Point-per-instance localization data

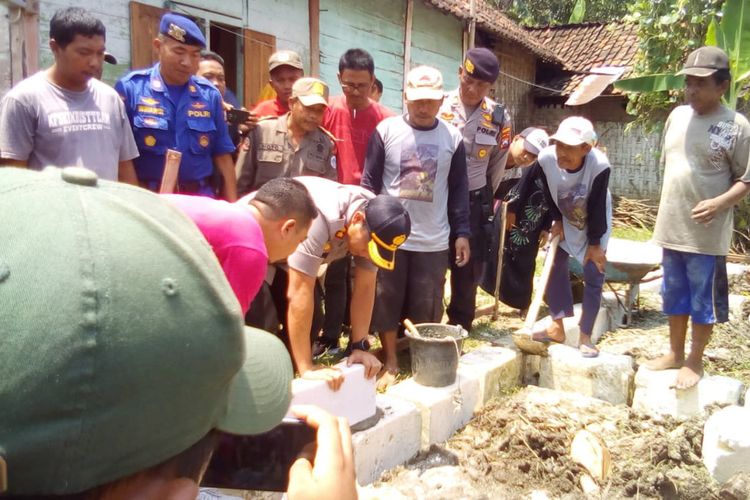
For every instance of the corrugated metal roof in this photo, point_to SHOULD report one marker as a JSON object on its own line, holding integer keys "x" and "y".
{"x": 586, "y": 46}
{"x": 583, "y": 46}
{"x": 495, "y": 22}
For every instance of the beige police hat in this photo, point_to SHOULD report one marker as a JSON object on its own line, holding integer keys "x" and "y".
{"x": 310, "y": 91}
{"x": 285, "y": 58}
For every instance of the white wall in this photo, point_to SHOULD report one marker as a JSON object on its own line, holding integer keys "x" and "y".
{"x": 287, "y": 20}
{"x": 5, "y": 72}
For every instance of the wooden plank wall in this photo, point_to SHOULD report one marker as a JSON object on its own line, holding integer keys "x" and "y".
{"x": 287, "y": 20}
{"x": 377, "y": 27}
{"x": 517, "y": 96}
{"x": 437, "y": 41}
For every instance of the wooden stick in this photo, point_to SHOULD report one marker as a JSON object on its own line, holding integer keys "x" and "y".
{"x": 536, "y": 303}
{"x": 171, "y": 171}
{"x": 410, "y": 326}
{"x": 500, "y": 253}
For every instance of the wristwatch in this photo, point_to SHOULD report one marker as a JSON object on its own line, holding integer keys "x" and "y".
{"x": 362, "y": 345}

■ **Task objective**
Only these are to be transcribed: the line with "For every instance of the wristwatch" and every line after it through the last line of the entries, each exactly.

■ **Response below**
For every instance of the wristwatch in this photo, point_to SHOULD report one marker as a JSON object on its own line, holding integer keys "x" and "y".
{"x": 362, "y": 345}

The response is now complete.